PROVIDED PASSAGE:
********************

SEATTLE — The Federal States of Micronesia is a small nation in the Pacific that is made up of around 600 islands. While the nation is considered quite poor in a global context, hunger in Micronesia has never been a major issue. At the United Nations World Food Summit in 1996, Micronesian leaders indicated that while most of Micronesia lives a hunger-free lifestyle, malnutrition has become an issue due to the amount of imported food consumed by the country’s residents.
At the World Food Summit, the nation pledged its commitment to eradicating hunger around the world; it was only able to do this because hunger in Micronesia was not an issue. That being said, the nation has had to do a lot of work to wean its population off its reliance on imported food. This issue began when many Pacific Islanders strayed from their traditional diet and became dependent on imported food, leading to high rates of obesity, diabetes and heart disease.
While there is a fair amount of education about healthy eating in Micronesian schools, the government has had a hard time actually changing the behavior of its people. Only 16 percent of the Micronesian population is over age 55, indicating that the age at which people are developing and dying from cardiovascular diseases is dropping. This is a major threat to the population, and in 2010, at the Pacific Food Summit, the Micronesian government expressed a need to regulate the food industry in the country.
The government did this in a couple ways. Starting in 1996, the government indicated that it would place heavy taxes on imported foods, hoping to deter its population from consuming so many processed, high-calorie items. Additionally, it put in place educational reforms that would make nutrition a subject in public schools. In 2010, the government indicated that another issue they could fix was unclear labeling on food packaging. The largest portion of Micronesia’s food imports come from countries like China, Malaysia and the Philippines. Food coming into the country is often unstandardized and labeled in foreign languages, causing a problem for the English-speaking population.

********************

DATASET:
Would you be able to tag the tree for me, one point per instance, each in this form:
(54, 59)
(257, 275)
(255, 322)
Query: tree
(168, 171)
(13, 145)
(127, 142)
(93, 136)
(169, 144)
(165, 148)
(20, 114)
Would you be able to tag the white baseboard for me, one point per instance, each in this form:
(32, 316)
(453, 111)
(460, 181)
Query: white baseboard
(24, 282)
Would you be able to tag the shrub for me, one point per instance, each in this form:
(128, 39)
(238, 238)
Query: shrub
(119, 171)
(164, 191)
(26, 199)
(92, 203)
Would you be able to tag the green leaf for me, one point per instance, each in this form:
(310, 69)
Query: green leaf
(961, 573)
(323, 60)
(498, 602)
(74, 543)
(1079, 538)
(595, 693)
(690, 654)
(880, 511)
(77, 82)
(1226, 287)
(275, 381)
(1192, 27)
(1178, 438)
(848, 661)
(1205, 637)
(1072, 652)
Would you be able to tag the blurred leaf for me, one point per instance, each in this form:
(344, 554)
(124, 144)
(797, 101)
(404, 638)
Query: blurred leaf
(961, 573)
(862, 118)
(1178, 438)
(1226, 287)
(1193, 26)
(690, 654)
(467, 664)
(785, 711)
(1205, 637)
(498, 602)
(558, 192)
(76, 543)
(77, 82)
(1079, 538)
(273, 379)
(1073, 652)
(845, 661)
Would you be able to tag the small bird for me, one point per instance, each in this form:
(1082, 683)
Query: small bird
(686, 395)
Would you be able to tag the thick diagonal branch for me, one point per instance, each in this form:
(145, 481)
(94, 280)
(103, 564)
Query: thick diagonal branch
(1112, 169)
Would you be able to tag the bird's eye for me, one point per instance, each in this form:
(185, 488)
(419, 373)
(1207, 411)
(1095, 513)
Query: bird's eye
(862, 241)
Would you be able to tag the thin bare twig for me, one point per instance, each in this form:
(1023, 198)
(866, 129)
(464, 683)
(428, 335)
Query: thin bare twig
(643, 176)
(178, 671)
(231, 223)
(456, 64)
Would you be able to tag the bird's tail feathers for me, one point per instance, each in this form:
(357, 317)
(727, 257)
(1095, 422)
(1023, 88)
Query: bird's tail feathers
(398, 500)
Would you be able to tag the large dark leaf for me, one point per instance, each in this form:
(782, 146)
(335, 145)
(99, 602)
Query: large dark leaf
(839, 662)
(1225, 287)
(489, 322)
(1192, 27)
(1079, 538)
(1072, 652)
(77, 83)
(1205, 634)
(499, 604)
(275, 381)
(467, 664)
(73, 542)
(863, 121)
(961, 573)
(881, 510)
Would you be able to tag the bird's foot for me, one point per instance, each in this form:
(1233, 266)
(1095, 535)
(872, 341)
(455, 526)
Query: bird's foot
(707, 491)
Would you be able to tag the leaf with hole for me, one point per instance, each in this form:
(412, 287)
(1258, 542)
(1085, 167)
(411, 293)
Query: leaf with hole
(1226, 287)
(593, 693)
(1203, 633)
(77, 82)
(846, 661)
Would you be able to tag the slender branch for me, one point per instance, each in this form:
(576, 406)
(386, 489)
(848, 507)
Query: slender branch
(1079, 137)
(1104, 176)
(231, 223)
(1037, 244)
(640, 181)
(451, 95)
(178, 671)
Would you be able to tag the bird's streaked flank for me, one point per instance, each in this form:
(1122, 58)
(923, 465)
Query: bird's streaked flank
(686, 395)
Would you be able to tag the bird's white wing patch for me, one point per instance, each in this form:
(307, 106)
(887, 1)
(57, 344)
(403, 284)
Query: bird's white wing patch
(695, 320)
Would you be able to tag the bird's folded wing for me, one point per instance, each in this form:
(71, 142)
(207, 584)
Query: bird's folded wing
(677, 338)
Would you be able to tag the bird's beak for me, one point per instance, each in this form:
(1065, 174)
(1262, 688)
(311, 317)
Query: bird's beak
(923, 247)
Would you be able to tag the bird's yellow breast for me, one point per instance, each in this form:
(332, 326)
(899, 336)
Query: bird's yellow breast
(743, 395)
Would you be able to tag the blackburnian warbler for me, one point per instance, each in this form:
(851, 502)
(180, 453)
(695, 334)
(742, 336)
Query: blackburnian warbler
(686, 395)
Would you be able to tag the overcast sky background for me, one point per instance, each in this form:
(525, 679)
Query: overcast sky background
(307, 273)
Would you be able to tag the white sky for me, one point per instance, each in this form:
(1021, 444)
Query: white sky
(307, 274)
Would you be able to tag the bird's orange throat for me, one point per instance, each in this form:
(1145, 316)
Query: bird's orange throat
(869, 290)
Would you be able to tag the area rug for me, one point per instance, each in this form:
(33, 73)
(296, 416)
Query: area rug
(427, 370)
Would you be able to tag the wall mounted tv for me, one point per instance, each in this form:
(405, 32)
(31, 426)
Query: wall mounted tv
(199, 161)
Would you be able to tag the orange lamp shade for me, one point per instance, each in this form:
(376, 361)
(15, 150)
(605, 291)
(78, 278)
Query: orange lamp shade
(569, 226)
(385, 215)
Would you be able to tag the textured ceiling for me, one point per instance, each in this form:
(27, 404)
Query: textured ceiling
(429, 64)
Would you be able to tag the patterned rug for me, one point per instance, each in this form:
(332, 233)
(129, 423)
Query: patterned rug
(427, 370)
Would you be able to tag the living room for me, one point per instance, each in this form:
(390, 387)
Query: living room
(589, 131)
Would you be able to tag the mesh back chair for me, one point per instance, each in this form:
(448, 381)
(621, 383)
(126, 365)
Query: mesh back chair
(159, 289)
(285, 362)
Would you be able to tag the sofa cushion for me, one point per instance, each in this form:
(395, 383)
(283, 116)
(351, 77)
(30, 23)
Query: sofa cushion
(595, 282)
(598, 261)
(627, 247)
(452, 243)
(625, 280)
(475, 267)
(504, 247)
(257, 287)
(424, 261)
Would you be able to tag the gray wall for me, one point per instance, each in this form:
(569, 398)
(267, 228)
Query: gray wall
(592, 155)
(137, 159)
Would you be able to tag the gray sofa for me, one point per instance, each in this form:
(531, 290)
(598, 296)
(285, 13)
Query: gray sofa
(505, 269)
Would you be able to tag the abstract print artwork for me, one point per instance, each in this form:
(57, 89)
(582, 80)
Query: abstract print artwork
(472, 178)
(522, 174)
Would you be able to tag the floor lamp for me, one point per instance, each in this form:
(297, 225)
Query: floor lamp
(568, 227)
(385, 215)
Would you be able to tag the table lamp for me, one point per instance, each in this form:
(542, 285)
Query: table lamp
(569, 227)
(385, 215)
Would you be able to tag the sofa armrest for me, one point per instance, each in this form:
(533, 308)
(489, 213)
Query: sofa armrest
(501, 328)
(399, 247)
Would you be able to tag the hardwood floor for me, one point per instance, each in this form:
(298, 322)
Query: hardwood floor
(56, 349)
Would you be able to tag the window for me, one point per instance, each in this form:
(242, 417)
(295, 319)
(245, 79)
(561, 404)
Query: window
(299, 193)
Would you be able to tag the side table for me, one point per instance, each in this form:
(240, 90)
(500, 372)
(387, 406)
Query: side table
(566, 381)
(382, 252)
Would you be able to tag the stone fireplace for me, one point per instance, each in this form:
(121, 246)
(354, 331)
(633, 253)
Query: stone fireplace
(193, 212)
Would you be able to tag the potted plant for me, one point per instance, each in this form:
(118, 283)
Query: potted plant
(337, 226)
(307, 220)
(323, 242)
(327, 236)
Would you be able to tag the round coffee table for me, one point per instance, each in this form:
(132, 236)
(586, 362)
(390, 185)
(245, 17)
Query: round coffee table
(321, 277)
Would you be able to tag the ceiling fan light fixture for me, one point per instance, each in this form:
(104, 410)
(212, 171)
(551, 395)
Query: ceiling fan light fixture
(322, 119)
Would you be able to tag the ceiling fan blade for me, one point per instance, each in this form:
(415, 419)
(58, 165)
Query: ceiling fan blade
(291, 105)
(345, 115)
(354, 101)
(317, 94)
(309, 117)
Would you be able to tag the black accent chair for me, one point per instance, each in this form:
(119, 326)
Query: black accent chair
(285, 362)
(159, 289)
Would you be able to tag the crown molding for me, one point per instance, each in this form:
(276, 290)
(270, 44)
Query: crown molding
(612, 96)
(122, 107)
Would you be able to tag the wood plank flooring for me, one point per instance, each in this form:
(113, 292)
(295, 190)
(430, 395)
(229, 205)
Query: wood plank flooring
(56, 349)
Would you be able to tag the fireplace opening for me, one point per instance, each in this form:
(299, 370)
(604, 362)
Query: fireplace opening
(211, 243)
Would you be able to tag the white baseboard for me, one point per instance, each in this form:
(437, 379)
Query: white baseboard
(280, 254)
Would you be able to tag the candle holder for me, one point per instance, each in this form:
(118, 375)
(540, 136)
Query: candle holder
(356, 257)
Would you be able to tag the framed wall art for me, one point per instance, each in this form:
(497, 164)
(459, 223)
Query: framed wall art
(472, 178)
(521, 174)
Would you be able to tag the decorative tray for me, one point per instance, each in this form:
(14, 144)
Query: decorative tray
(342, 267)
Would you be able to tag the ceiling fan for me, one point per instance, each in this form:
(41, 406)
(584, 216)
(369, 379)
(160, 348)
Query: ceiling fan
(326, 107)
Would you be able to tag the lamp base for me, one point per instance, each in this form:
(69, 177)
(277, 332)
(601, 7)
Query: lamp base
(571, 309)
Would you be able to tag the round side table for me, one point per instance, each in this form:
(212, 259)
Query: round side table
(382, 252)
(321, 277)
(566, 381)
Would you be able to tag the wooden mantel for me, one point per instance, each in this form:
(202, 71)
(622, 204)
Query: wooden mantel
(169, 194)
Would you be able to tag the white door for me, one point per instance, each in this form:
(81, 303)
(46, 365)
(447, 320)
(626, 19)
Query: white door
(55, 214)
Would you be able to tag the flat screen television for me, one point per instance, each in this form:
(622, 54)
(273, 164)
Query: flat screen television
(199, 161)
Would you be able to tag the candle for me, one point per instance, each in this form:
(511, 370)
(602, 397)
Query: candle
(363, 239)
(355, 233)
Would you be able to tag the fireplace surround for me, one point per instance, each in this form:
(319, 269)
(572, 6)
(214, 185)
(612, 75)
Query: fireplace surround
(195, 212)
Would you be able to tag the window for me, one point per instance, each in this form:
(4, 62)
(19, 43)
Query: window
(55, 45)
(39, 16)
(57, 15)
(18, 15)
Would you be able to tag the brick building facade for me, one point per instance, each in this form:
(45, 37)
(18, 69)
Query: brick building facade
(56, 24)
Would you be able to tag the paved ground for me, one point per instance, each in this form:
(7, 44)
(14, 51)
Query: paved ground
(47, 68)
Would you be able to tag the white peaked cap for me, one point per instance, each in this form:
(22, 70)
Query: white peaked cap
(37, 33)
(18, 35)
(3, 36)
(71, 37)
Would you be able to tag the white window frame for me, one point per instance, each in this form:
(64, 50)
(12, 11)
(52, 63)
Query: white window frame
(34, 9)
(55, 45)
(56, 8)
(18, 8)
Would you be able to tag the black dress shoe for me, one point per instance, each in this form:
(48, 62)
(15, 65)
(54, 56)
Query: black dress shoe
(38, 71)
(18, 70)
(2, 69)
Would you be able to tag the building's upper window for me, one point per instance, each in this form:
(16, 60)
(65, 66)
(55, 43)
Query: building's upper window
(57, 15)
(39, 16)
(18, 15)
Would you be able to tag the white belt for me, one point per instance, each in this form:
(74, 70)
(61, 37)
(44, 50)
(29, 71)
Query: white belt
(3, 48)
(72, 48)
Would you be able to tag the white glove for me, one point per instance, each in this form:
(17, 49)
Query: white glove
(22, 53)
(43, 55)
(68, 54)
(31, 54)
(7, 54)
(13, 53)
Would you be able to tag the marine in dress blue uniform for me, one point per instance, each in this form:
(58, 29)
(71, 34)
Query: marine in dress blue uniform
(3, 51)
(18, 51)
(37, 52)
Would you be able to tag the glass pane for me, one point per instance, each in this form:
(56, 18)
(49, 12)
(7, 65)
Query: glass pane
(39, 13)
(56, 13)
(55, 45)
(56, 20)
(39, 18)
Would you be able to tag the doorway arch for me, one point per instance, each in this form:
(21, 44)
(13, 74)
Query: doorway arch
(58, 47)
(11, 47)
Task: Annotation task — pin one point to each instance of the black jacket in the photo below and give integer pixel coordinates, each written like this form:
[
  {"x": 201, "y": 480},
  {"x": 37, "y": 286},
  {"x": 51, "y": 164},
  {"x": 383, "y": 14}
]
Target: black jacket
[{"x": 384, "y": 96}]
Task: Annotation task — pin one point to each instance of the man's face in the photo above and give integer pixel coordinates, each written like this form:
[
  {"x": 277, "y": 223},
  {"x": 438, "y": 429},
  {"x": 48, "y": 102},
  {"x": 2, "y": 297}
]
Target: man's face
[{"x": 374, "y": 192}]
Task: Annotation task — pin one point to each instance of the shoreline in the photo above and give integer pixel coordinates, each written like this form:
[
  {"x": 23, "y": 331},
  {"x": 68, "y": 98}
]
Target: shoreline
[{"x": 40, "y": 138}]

********************

EXERCISE DETAILS:
Continue the article about food and nutrition in Micronesia, which appears above the lines, starting after its final sentence.

RESULT OF THIS EXERCISE:
Increased regulations on imported foods should help the poor dietary health of the Micronesian people, but there is no guarantee that this will actually stop people from consuming non-nutritious foods. The government should put in place a very comprehensive plan that will change the culture of Micronesian food consumption from its roots. This could include earlier assessments of being overweight and at risk for disease, which would hopefully put pressure on parents to feed their children nutritious foods. Additionally, the education programs in schools should be expanded, and healthier foods should be made more affordable and accessible for the population.
With all of these reforms, Micronesia will hopefully be able to improve the health of its population significantly, as well as make future generations more health-conscious. While this is a challenging task, the government seems dedicated to solving the issue of malnutrition and the nation should see positive growth moving forward.